▶ _TASK BRIEF_:
Repeat the records below in their entirety, exactly.

Region pointing data
================

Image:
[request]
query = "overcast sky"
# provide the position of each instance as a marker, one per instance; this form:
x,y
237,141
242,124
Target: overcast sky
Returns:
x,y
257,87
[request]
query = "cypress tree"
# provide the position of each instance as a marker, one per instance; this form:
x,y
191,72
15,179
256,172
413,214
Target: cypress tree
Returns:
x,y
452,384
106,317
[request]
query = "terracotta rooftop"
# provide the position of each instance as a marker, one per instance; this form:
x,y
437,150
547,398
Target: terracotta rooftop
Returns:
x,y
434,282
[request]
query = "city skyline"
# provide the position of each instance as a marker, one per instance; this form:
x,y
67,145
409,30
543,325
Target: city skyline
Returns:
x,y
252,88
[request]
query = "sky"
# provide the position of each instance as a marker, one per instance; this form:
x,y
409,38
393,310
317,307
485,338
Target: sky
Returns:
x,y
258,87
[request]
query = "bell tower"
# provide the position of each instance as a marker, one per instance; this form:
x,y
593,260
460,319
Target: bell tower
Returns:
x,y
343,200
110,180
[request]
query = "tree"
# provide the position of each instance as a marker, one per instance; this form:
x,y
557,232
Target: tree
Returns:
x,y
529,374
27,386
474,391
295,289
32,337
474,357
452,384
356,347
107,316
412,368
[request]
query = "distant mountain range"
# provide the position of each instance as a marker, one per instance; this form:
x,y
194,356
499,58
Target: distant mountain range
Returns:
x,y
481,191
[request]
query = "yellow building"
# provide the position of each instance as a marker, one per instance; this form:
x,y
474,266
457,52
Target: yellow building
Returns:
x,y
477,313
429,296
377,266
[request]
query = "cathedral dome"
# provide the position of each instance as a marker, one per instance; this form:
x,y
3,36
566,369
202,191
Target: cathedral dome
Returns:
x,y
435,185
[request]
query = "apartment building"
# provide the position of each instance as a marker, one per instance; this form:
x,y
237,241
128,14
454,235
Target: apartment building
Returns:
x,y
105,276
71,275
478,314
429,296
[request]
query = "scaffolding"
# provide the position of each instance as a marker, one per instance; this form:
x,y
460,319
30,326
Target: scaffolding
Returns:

================

▶ _ANSWER SECTION_:
Image:
[request]
query = "overcast sky"
# provide the position of each instance as a marker, one per instance; this form:
x,y
237,141
242,124
Target: overcast sky
Returns:
x,y
257,87
[request]
query = "cypress tree"
# provide the position of each instance as a marker, one per instance; this form:
x,y
191,72
15,179
256,172
413,214
Target: cypress tree
Returns:
x,y
452,384
106,317
[request]
query = "terracotta rooftop"
# provide the position of each instance as a marker, one per instance; this form:
x,y
437,150
547,398
Target: terracotta rooftop
Returns:
x,y
434,282
[request]
query = "city skyline"
# provide the position of each instance as a marker, one per instance; this form:
x,y
67,145
409,30
543,325
Target: city skyline
Returns:
x,y
252,88
[request]
query = "sky"
# provide the position of each instance as a marker, one per instance; this form:
x,y
409,38
393,310
317,307
485,338
Target: sky
Returns:
x,y
258,87
[request]
query = "bell tower"
# provide the position of each instance as a marker, one per instance; this form:
x,y
593,260
460,319
Target: bell tower
Returns:
x,y
343,200
110,180
[request]
query = "tree"
# provide the position of each instance as a marker, one per instance; this form:
x,y
557,232
Target: tree
Returns:
x,y
529,374
27,386
474,391
295,289
32,337
474,357
452,384
356,347
107,316
412,368
[request]
query = "distant mountain range"
# provide the position of each instance as a marker, one per instance; this form:
x,y
194,356
499,58
Target: distant mountain range
Returns:
x,y
481,191
[request]
query = "yellow building"
# provide the position of each instance as a marker, one per instance; this form:
x,y
474,266
457,52
Target: yellow building
Returns:
x,y
477,313
429,296
377,266
[request]
query = "cathedral dome"
# provide the position of each instance as a marker, one per instance; this form:
x,y
3,36
566,369
202,191
Target: cathedral dome
Returns:
x,y
435,185
[request]
query = "apartment building"
# provide the position of each instance as a marker, one per instance; this form:
x,y
237,241
128,14
454,235
Target: apartment building
Returns:
x,y
105,276
71,275
478,314
429,296
[request]
query = "scaffolding"
# provide the position of each instance as a marker, one per instance; this form:
x,y
460,319
30,326
Target: scaffolding
Returns:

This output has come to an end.